:: Task input ::

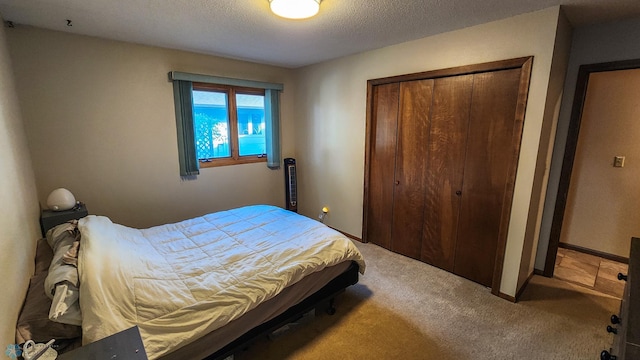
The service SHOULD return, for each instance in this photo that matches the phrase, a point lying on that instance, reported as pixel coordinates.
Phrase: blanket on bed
(179, 281)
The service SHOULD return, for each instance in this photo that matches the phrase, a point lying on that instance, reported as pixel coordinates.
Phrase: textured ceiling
(246, 29)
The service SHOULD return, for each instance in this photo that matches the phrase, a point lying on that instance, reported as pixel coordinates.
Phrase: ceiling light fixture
(295, 9)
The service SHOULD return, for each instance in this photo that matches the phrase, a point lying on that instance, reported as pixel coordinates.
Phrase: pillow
(33, 321)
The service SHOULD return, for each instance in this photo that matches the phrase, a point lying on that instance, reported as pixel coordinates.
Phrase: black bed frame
(323, 296)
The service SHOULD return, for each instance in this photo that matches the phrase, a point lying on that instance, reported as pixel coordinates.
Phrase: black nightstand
(50, 218)
(125, 345)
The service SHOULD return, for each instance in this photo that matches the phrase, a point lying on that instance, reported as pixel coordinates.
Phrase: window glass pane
(251, 140)
(211, 122)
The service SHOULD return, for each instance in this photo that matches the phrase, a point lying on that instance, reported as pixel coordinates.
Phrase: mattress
(178, 282)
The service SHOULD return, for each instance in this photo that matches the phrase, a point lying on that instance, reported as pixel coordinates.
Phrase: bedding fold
(177, 282)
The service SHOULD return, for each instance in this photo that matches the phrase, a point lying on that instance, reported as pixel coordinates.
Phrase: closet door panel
(382, 164)
(445, 158)
(411, 166)
(489, 158)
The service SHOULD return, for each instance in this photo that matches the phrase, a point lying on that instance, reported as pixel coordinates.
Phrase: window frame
(231, 91)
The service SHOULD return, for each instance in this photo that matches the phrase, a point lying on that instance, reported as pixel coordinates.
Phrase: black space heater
(290, 184)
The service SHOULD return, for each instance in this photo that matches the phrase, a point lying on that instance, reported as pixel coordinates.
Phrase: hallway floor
(590, 271)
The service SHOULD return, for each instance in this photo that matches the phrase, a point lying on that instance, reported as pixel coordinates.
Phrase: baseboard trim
(526, 282)
(603, 255)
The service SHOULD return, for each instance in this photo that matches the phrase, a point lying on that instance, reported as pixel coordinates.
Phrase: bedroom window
(229, 124)
(222, 121)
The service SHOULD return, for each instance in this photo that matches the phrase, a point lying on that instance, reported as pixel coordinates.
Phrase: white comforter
(180, 281)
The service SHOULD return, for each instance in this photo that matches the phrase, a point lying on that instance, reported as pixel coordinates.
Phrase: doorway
(565, 204)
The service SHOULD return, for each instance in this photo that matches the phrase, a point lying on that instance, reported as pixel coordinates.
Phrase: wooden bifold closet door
(441, 155)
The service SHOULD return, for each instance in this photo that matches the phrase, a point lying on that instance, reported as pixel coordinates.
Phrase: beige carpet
(404, 309)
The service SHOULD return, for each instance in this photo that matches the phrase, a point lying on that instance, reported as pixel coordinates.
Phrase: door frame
(525, 64)
(575, 121)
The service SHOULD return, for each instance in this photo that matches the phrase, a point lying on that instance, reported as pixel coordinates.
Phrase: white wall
(100, 120)
(590, 45)
(543, 163)
(19, 214)
(331, 105)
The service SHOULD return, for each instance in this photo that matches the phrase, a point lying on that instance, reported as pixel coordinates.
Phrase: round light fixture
(61, 199)
(295, 9)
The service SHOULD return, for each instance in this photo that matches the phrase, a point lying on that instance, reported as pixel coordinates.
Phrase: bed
(204, 287)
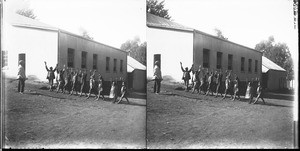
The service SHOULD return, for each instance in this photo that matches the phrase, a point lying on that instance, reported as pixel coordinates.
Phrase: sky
(246, 22)
(110, 22)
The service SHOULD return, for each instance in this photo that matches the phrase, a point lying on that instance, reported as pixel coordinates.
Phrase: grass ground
(178, 119)
(43, 119)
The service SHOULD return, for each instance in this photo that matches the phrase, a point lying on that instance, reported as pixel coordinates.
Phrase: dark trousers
(157, 85)
(21, 85)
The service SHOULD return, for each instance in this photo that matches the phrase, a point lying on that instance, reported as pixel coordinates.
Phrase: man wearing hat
(157, 77)
(21, 77)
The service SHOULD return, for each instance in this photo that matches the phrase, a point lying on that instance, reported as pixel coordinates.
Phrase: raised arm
(46, 66)
(191, 68)
(55, 68)
(181, 67)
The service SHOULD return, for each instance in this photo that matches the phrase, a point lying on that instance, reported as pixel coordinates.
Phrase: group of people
(210, 82)
(75, 81)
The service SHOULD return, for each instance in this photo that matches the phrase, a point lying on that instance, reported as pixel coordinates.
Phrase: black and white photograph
(220, 74)
(74, 74)
(149, 74)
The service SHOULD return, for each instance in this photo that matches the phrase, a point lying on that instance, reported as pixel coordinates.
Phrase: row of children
(206, 82)
(73, 80)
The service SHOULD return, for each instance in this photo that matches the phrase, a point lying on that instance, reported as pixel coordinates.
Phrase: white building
(136, 75)
(273, 76)
(35, 42)
(172, 43)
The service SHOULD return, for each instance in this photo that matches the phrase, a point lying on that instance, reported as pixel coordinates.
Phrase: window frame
(95, 62)
(83, 59)
(69, 60)
(230, 62)
(205, 52)
(107, 66)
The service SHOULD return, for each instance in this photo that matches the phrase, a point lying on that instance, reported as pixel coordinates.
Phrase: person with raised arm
(50, 75)
(186, 75)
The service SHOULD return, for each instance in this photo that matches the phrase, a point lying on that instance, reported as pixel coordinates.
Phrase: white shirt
(21, 72)
(156, 73)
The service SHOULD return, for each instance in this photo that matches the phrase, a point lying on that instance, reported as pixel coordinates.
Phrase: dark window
(256, 65)
(71, 53)
(250, 65)
(230, 57)
(242, 64)
(205, 58)
(219, 60)
(115, 65)
(83, 59)
(157, 58)
(95, 58)
(4, 58)
(107, 63)
(121, 65)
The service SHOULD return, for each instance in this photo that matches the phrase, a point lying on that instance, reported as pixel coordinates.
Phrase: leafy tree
(157, 8)
(278, 53)
(219, 34)
(26, 12)
(136, 49)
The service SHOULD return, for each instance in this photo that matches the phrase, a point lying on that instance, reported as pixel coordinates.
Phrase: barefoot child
(100, 88)
(123, 93)
(50, 75)
(186, 76)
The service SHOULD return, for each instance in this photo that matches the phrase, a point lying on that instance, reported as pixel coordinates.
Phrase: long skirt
(112, 93)
(248, 94)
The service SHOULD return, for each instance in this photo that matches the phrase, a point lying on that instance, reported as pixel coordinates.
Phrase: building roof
(155, 21)
(133, 64)
(159, 22)
(267, 65)
(21, 21)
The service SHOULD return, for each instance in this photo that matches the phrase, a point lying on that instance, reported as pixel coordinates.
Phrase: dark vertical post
(22, 57)
(157, 58)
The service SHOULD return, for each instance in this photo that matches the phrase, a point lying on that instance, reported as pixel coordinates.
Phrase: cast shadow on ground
(260, 102)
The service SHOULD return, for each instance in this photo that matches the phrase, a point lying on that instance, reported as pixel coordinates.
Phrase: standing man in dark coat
(21, 77)
(50, 75)
(157, 77)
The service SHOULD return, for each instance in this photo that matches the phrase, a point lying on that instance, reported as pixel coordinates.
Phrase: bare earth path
(43, 119)
(178, 119)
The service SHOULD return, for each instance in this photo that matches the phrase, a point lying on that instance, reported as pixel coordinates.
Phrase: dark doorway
(130, 80)
(22, 56)
(157, 58)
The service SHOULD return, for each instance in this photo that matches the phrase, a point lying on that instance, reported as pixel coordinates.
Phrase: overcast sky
(245, 22)
(111, 22)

:: Assigned task ::
Give back, unchanged, the line containing "Phrase: bare earth path" and each line that comes after it in the entries above, ending with the last.

:: Output for this exercise ::
Phrase: bare earth path
(43, 119)
(178, 119)
The service SHOULD return, for each instance in this photo that matches the phrase, a point lying on that instance, reported as pixel coordinates.
Phrase: dark doorway
(130, 80)
(22, 56)
(157, 58)
The service SHOULD return, for each instance in this photo that matches the phrase, a point lying on that instance, reported as pixel coordinates.
Phrase: overcast sky
(245, 22)
(111, 22)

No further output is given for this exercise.